***** Registros *****

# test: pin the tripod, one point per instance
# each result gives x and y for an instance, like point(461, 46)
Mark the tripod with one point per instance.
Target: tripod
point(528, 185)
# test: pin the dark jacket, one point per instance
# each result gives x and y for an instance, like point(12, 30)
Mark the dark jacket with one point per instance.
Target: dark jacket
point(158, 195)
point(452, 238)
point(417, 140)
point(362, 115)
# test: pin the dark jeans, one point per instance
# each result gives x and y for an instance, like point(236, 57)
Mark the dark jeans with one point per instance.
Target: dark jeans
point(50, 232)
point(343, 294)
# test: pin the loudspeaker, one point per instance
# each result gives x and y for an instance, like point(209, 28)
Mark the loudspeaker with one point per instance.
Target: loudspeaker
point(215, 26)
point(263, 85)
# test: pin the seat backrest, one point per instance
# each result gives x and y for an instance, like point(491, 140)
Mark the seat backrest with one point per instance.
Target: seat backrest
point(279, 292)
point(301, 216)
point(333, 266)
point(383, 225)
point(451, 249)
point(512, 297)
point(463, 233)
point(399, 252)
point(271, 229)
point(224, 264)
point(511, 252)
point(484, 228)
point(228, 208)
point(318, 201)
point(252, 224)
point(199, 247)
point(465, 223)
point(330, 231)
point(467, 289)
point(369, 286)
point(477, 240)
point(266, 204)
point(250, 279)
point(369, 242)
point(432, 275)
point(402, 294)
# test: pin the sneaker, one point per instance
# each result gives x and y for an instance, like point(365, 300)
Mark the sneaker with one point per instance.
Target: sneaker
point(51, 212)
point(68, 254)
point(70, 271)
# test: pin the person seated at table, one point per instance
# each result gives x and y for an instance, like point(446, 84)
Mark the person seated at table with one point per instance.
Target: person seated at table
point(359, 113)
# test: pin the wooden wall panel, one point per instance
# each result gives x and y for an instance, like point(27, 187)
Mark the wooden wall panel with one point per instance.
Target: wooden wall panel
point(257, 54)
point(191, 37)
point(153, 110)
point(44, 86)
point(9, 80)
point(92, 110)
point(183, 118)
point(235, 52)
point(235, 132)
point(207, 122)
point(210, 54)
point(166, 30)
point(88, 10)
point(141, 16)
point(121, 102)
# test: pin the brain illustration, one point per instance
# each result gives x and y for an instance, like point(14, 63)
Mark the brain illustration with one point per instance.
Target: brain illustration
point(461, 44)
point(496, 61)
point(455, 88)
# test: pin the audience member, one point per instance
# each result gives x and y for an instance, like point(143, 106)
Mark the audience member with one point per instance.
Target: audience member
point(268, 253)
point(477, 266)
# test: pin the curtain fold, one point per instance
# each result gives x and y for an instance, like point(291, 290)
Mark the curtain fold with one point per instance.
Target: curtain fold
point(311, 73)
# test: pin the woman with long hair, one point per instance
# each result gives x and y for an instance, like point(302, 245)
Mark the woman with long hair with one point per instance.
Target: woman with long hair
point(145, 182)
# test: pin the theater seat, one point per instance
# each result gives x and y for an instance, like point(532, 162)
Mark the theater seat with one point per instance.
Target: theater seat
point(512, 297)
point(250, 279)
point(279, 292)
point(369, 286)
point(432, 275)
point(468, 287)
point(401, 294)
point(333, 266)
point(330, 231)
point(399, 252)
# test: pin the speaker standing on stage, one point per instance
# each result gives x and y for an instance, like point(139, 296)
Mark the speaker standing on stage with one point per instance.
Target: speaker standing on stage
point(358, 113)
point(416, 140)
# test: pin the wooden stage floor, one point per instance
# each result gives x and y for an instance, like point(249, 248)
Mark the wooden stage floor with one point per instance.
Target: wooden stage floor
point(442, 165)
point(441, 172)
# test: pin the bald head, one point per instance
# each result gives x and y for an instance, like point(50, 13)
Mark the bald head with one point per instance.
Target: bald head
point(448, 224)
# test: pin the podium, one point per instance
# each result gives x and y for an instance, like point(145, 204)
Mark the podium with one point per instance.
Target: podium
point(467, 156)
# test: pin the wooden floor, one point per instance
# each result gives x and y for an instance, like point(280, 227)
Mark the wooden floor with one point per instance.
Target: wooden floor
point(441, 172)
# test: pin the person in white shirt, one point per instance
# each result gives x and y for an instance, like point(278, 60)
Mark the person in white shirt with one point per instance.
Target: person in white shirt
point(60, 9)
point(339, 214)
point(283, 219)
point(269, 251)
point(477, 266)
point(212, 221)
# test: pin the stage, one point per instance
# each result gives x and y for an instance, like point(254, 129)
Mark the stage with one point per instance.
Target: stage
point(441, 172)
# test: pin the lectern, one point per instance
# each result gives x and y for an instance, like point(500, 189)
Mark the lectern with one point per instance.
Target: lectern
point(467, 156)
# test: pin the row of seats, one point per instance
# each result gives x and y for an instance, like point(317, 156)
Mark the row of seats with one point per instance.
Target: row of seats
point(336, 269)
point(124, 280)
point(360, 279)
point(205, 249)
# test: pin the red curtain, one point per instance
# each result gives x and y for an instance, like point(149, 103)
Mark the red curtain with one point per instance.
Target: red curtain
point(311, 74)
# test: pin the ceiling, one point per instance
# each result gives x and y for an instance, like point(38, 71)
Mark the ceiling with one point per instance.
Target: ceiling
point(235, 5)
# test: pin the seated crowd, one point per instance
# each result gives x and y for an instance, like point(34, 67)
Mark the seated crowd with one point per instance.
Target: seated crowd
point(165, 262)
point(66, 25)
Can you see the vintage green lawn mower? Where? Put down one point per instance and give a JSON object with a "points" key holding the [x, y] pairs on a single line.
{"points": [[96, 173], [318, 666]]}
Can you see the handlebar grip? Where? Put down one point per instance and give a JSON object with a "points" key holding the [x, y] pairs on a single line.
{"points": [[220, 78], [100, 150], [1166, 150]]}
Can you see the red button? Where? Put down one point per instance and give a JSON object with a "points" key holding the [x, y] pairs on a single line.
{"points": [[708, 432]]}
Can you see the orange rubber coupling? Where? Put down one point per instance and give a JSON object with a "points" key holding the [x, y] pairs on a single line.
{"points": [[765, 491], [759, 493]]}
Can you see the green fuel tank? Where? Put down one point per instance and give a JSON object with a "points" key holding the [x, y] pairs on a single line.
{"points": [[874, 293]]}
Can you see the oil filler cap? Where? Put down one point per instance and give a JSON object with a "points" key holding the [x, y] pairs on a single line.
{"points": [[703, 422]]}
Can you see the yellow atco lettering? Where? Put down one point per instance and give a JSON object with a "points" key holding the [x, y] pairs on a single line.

*****

▸ **Enunciado**:
¿Puedes reescribir todas las líneas de la parte que empieza con la línea que contiene "# test: pin the wooden wall" y termina con la que contiene "point(121, 102)", ambas incluidas, multiplicando por 0,4 las coordenadas de las respuestas y redondeándolas a enteros, con las mitades hacia arriba? Todos los demás números deben quedar sin cambios.

▸ **Respuesta correcta**:
# test: pin the wooden wall panel, one point per instance
# each result gives x and y for an instance, like point(27, 187)
Mark the wooden wall panel with one point per instance.
Target: wooden wall panel
point(103, 22)
point(76, 15)
point(61, 44)
point(18, 34)
point(4, 32)
point(37, 44)
point(73, 47)
point(94, 21)
point(94, 53)
point(83, 49)
point(84, 22)
point(66, 12)
point(35, 4)
point(56, 6)
point(48, 41)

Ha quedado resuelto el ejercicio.